CHALLENGE: List every line in the items below that contains the word "water", counting a match only when the case is the same.

** BEGIN SUPPLIED INFORMATION **

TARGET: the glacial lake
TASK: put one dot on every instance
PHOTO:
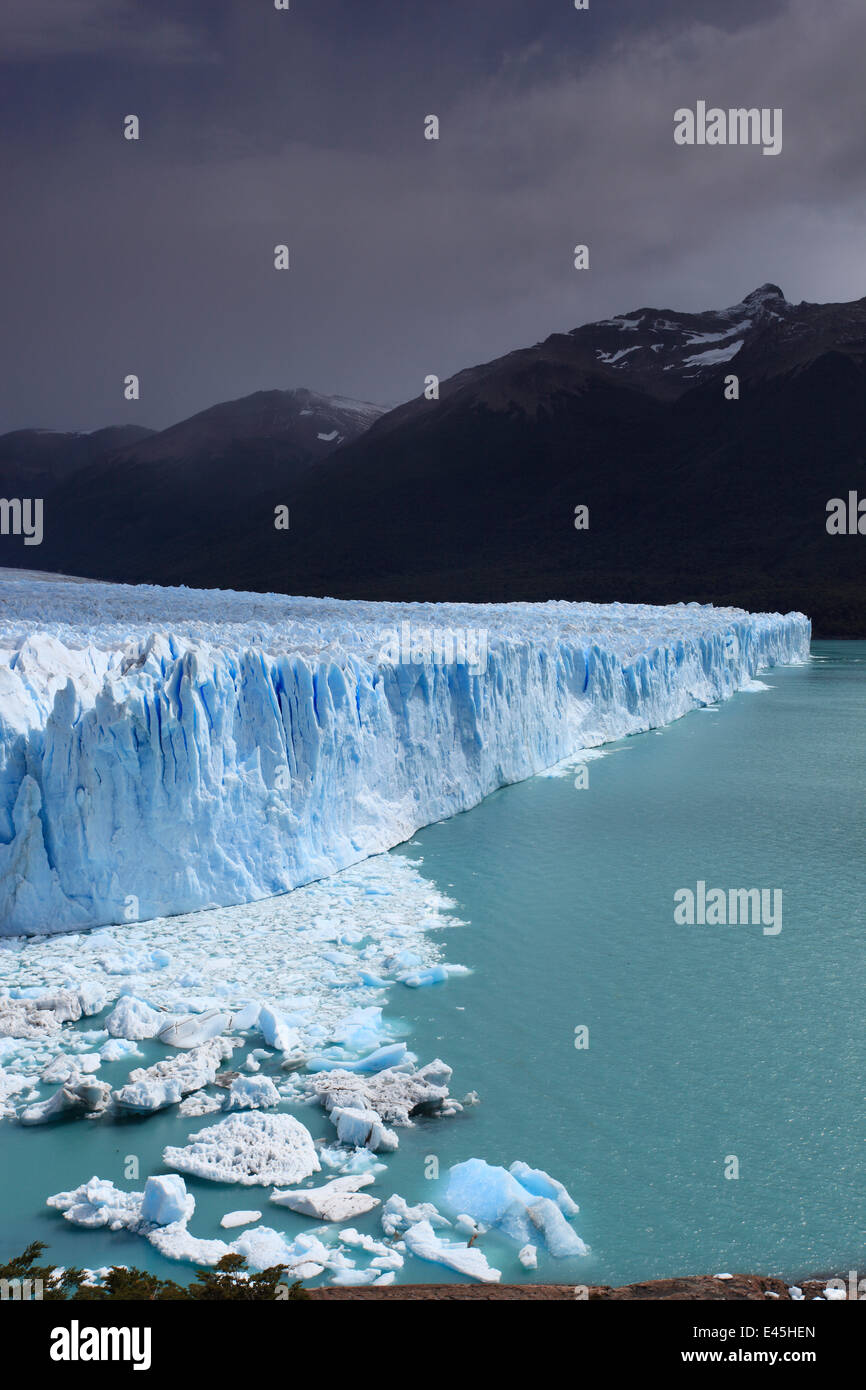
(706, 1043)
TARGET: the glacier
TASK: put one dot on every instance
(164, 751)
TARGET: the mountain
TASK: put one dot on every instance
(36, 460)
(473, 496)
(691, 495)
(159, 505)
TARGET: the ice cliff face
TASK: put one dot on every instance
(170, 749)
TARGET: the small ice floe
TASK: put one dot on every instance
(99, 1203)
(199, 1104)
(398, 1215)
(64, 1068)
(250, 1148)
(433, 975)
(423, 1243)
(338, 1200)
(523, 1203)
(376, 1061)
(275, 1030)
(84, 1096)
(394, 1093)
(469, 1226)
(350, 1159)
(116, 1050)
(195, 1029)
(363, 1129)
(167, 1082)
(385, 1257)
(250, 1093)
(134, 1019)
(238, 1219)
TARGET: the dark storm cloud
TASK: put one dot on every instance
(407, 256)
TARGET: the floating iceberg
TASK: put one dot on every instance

** END SUPPLIED INFORMATION **
** BEGIN SUPPLIED INFORMATION **

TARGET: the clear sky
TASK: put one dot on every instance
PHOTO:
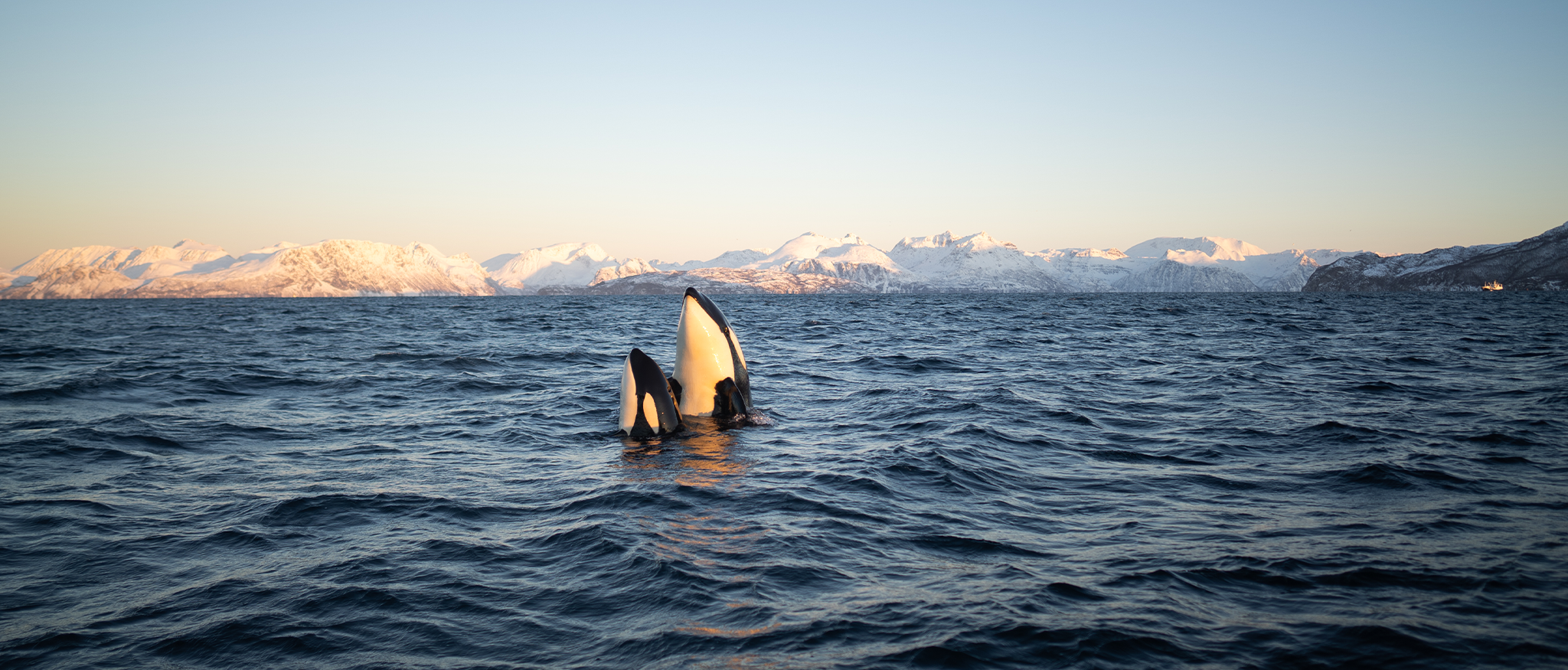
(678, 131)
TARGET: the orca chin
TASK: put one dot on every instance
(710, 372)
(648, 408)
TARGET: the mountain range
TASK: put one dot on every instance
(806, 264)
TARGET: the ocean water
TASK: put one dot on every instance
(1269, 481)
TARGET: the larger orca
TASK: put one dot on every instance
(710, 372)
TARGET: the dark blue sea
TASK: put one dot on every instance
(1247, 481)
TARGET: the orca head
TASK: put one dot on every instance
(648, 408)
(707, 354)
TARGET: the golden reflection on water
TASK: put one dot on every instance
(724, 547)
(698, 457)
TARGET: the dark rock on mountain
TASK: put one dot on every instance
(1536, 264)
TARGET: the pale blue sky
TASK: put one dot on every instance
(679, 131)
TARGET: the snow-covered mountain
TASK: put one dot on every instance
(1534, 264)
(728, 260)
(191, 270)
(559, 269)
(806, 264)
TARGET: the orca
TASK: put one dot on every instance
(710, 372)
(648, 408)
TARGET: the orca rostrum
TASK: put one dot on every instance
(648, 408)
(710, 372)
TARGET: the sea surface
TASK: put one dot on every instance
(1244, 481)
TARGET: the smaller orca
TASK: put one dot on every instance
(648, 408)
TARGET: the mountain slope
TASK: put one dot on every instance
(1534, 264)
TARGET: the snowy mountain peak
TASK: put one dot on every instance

** END SUPPLIED INFORMATION **

ANSWER FOR THIS EXERCISE:
TARGET: the ocean water
TARGET: the golden reflection on water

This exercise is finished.